◆ TRAVAIL DEMANDÉ:
a) Imprimez tout le passage de l'extrait choisi, depuis « Ce large éventail » jusqu'à « de celles d’Israël. ».
b) D'après l'extrait choisi, quel qualificatif est appliqué à la société civile palestinienne ?
c) Énumérez, d'après l'extrait choisi, tous les aspects des initiatives de paix qui ont beaucoup varié au fil des ans.

Cet article vise à donner un aperçu des diverses initiatives de paix et de réconciliation en Israël et en Palestine et à examiner les défis auxquels sont confrontés les militants de la paix en temps de guerre. Nous partons du principe qu’une meilleure compréhension du camp de la paix israélo-palestinien peut ouvrir la voie à la reconnaissance et au soutien de ces organisations et initiatives, en exposant un autre aspect et un autre récit des complexités actuelles en Israël et en Palestine.

Si les initiatives de paix ont toujours fait partie du paysage sociopolitique, leur forme, leur intensité, leur importance dans le débat public et leur impact ont beaucoup varié au fil des ans. Divers mouvements, réseaux, groupes et alliances ont vu le jour pour entretenir les relations israélo-palestiniennes, dans le but de mettre un terme au conflit et de faire cesser l’hostilité, la violence et les injustices qu’il entraîne.

Ce large éventail d’initiatives est désigné par l’appellation sommaire de « camp de la paix israélo-palestinien ». Alors même que celui-ci est constitué de partenariats israélo-palestiniens, il est plus juste de considérer les camps de la paix israélien et palestinien comme deux entités distinctes ayant leurs propres stratégies et leurs propres défis. Il existe une asymétrie considérable entre les sociétés civiles palestinienne et israélienne. En outre, la société civile palestinienne est « sans État », dotée d’une structure étatique incomplètement formée et d’institutions différentes de celles d’Israël.

◆ ENTRÉES DE DONNÉES:
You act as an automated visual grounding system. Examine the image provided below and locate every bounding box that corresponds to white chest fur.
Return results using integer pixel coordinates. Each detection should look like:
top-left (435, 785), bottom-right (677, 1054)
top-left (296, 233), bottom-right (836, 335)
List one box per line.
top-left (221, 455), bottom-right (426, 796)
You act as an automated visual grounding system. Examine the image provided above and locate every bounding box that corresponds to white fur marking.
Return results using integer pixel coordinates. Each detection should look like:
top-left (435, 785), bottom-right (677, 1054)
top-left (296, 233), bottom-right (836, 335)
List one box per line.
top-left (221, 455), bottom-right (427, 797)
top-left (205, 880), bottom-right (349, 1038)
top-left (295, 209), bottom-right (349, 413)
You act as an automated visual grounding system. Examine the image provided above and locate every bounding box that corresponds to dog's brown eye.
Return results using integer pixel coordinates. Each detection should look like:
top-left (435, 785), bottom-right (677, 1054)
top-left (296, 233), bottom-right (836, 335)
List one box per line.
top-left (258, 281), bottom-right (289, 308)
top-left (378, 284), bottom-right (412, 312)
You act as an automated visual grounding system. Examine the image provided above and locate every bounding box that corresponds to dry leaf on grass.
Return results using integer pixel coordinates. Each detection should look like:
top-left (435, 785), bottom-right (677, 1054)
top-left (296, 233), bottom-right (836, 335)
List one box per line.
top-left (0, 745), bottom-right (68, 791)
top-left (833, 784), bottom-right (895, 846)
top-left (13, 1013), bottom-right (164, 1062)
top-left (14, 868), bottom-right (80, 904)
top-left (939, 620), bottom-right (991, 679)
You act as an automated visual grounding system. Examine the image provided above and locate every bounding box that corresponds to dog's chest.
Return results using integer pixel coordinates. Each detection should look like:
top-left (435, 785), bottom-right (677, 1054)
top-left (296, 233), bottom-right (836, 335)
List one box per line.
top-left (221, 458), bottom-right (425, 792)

◆ RÉPONSES DANS L'ORDRE:
a)
Ce large éventail d’initiatives est désigné par l’appellation sommaire de « camp de la paix israélo-palestinien ». Alors même que celui-ci est constitué de partenariats israélo-palestiniens, il est plus juste de considérer les camps de la paix israélien et palestinien comme deux entités distinctes ayant leurs propres stratégies et leurs propres défis. Il existe une asymétrie considérable entre les sociétés civiles palestinienne et israélienne. En outre, la société civile palestinienne est « sans État », dotée d’une structure étatique incomplètement formée et d’institutions différentes de celles d’Israël.

b) Elle est qualifiée de « sans État ».

c) Leur forme, leur intensité, leur importance dans le débat public et leur impact.